[[ Reading text, beginning ]]
Worldpackers offers a multitude of impactful work exchange and volunteer programs in India.
Needless to say, there was a lot to take in, often done over cupful’s of Chai.
Honestly, the only word in Hindi I remember besides paneer (cheese) is bus, pronounced like the automobile, it means something akin to enough. Said multiple times in quick succession, bus bus bus, it may stop your hosts from refilling your plate/cup over, and over, and over...
With my newfound friends, I traveled to Mount Abu, still one of my most memorable adventures! Situated on an abrupt plateau that juts forth from the remote surroundings, the town of Mount Abu is reached by driving (often recklessly) up an eternity of hair-raising roads, until you finally reach a literal jungle oasis, complete with central lake and ornate, white Jain temples.
To this day, the friends I made during this trip call each other “BFF”, which is quirky but also charming. Indian people, in my experience, love this gushy stuff, and every mountain edge we approached was full of faux Roses and Jacks on the Titanic.
This first solo trip volunteering prepared me in large part for my solo travel to the land down under...
If ever there was a place to travel to alone, it is the lone continent of Australia. In my case, I set out with the expectation of studying there for about five months, which I ended up extending to seven.
You see, once you set foot in Australia, and meet the people there, you’ll never want to leave!
When I say now to an Australian that I studied in Darwin, they always ask “why”? Even Bill Bryson wasn’t a fan, and he loved this “sunburned country.”
I learned from many an Aussie that Darwin was a place people could disappear, a place closer to Indonesia and Papua New Guinea than any other town in Oz, but I loved the vast expanses of empty beach and incredible wildlife to be found.
Darwin (pronounced “Dah-win”) was recommended to me by my study abroad advisor in college. As an Anthropology major, Arnhem Land, which is located near Darwin in the Northern Territory, appealed to me, as it is where the majority of Aboriginal Australians live and maintain their traditional societal structure and traditions.
Once in this tropical backwater, separated from the rest of the continent by vast expanses of desert and bushland, I met an incredibly awesome bunch of people. Many of these were other international students, but most were incredibly welcoming Australians who never hesitated to offer beer and friendship.
[[ Reading text, end ]]
- Complete the following -
**1.** Give everything in the travel account from "With my newfound" down to "on the Titanic." again, switching "Mount Abu" to "Abu Hill" each time it occurs.
**2.** Proceed with the travel account, picking up after its last sentence.
The data below is separate material, apart from the travel account.
[[ Data section, beginning ]]
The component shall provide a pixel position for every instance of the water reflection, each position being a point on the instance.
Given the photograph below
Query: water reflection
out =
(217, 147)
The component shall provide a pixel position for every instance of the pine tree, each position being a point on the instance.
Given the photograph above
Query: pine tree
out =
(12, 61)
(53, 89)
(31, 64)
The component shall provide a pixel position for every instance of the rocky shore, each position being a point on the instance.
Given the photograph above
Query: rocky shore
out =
[[ Data section, end ]]
- Expected responses -
**1.**
With my newfound friends, I traveled to Abu Hill, still one of my most memorable adventures! Situated on an abrupt plateau that juts forth from the remote surroundings, the town of Abu Hill is reached by driving (often recklessly) up an eternity of hair-raising roads, until you finally reach a literal jungle oasis, complete with central lake and ornate, white Jain temples.
To this day, the friends I made during this trip call each other “BFF”, which is quirky but also charming. Indian people, in my experience, love this gushy stuff, and every mountain edge we approached was full of faux Roses and Jacks on the Titanic.

**2.**
Traveling down the East Coast 7 months later, south to Sydney by Greyhound bus, it was interesting to compare the more modern Australia with the one I had gotten to know so well.
The wild tropical storms and barren beaches, the regulars at the cafe I worked at with a bunch of Aussie “misfits”, even the dive-bombing peewee and plover birds; northern Australia is very different from the central and southern regions, and you therefore meet different kinds of people.
Traveling to the country solo allowed me to be more open to new friendships and possibilities. I even joined the rugby team and met Australians with Samoan heritage. With 4 international friends and one Australian I ventured into the Outback to see sacred Uluru (Ayer’s Rock), everyone sleeping in a “Wicked Van”, or camper van, for 5 days. I still consider them some of the best friends I’ve ever had.
Traveling south by bus was an epic experience of its own, and the people you meet traveling by Greyhound and sleeping at hostels are exactly what you’d expect — adventurous, spontaneous, and fun to be around.
Don’t hesitate to join a group trip; they are set up for individuals traveling alone or with just a couple of people!In Australia, I visited Fraser’s Island and the Great Barrier Reef on group trips, and made incredible connections.
My friends from Darwin joined me on the second half of this trip and we ended up meeting two blokes on the Gold Coast that showed us around. We met a group on Fraser’s Island that we had a great time with for a few days before going our separate ways.
In Sydney, I opted for a solo trip to an opera at the Sydney Opera House while my friends hung out with fellow travelers at the hostel.